═══ Vorliegender Textauszug ═══

Sieben Jahre nach dem Loveparade-Unglück in Duisburg sind die Hintergründe der Katastrophe weiterhin unklar. 21 Menschen starben damals, viele Betroffene sind noch immer traumatisiert. Im Dezember soll es zum Prozess kommen. Unterdessen leiden die Betroffenen weiter.

Von Moritz Küpper | 23.07.2017
    Gedenkstätte zur Loveparade 2010 am Karl-Lehr-Tunnel in Duisburg. Der Karl-Lehr-Tunnel und die Rampe des Loveparade-Geländes sind die Orte der Katastrophe vom 24. Juli 2010.
    Ein Teil der Gedenkstätte am Karl-Lehr-Tunnel in Duisburg. Der Karl-Lehr-Tunnel und die Rampe des Loveparade-Geländes waren die Orte der Katastrophe vom 24. Juli 2010. (picture alliance / Revierfoto/Revierfoto/dpa)
    Gabi Müller kann sich noch genau erinnern, an den 24. April dieses Jahres:
    "Ich war gerade im Auto und hatte die Elf-Uhr-Nachrichten … Und dann hörte ich nur: Loveparade. Heh. Ich denk, was? Lauter gemacht. Ich denk, wie? Es gibt doch einen Prozess!? Ich konnte es gar nicht fassen. Selbst am anderen Morgen, hab ich gedacht: Hast Du das jetzt geträumt oder ist das wahr?"
    Die 59-jährige Friseurin – kurze, blonde Haare, wuchtige Brille mit schwarzem Gestell, schwarz-weiß-kariertes Oberteil – sitzt in einem Café in der Innenstadt von Hamm, vor sich einen Cappuccino. Es war ein besonderer Tag, an dem das Oberlandesgericht Düsseldorf dem Einspruch der Staatsanwaltschaft Duisburg stattgab und anordnete, dass es doch einen Strafprozess geben muss. Dass sich doch zehn Mitarbeiter der Stadt und des Loveparade-Veranstalters für die Katastrophe am 24. Juli 2010 in Duisburg – also am Montag vor sieben Jahren – verantworten müssen.
    Eines der größten Unglücke Nordrhein-Westfalens
    21 Menschen verloren damals ihr Leben, darunter auch Christian, der 25-jährige Sohn von Gabi Müller. Einige Hundert wurden teilweise schwer verletzt. Es war eine der größten Katastrophen Nordrhein-Westfalens, wenn nicht sogar bundesweit. Und eben jener 24. Juli 2010 war in den Augen vieler Opfer, der Angehörigen wie auch Betroffenen, nicht das Ende, sondern der Ausgangspunkt einer Katastrophe, die aus ihrer Sicht bis heute andauert. "Es gab weder eine juristische Aufarbeitung über sechs Jahre und politisch auch nicht. Und das finde ich schon sehr schlimm. Ja, da kommt man sich benutzt vor."

═══ Bereitgestellte Daten ═══

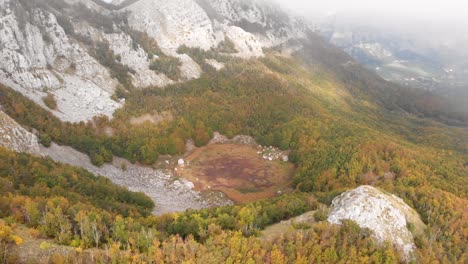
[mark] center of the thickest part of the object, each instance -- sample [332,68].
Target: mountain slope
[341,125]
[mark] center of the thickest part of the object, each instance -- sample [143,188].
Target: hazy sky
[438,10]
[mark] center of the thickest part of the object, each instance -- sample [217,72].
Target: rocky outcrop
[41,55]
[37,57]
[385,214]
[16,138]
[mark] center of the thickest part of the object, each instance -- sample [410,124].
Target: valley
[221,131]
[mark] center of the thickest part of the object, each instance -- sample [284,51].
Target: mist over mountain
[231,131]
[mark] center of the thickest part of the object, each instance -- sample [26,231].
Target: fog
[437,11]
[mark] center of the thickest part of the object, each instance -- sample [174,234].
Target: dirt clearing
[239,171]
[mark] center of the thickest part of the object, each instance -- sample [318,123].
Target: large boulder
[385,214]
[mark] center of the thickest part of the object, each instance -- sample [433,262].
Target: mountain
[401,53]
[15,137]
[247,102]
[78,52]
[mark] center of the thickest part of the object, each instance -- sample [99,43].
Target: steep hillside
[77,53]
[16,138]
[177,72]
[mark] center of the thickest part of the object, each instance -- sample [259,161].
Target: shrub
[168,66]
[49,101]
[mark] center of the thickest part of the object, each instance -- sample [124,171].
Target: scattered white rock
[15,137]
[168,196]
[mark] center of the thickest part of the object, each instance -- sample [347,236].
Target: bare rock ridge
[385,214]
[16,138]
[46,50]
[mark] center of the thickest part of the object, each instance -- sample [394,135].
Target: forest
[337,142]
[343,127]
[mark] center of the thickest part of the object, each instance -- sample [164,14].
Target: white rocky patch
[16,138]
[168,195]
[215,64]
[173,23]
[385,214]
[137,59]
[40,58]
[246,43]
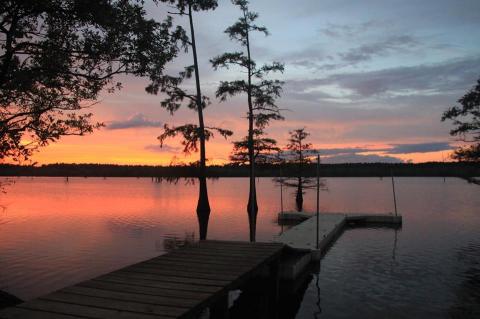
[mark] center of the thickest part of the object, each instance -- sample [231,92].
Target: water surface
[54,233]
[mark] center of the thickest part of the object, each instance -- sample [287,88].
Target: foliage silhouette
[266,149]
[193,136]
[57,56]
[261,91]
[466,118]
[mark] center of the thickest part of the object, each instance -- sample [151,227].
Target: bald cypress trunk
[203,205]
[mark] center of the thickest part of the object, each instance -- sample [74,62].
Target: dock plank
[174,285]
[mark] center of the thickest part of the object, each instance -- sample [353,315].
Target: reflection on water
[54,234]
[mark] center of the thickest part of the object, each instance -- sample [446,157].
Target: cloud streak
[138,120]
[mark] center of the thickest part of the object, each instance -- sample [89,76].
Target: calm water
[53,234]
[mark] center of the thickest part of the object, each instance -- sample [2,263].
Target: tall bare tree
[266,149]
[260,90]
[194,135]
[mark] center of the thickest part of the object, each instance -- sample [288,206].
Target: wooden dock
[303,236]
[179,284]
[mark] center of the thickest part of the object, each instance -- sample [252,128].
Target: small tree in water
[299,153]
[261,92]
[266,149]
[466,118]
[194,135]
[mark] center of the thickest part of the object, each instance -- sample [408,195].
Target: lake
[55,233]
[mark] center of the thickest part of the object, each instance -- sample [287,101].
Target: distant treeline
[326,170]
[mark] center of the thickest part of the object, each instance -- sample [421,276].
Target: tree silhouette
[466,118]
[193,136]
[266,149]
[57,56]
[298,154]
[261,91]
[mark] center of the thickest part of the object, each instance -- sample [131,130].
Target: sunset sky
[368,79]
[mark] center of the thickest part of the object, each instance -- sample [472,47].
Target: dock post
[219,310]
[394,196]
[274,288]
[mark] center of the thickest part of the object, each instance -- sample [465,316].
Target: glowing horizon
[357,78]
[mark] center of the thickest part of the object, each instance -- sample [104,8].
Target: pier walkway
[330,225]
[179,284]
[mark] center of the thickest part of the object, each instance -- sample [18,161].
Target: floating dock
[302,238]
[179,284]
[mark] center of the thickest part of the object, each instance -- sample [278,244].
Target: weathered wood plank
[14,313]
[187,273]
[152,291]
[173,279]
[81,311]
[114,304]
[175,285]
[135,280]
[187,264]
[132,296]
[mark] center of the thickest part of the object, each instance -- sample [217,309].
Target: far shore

═══

Bitte zitiere aus dem Textauszug über das Loveparade-Unglück wortgetreu die Stelle von „Von Moritz Küpper“ bis einschließlich „sind die Orte der Katastrophe vom 24. Juli 2010.“. Das Material steht für sich und gehört nicht zum Textauszug.

- **Erwartete Ausgabe**:
Von Moritz Küpper | 23.07.2017
    Gedenkstätte zur Loveparade 2010 am Karl-Lehr-Tunnel in Duisburg. Der Karl-Lehr-Tunnel und die Rampe des Loveparade-Geländes sind die Orte der Katastrophe vom 24. Juli 2010.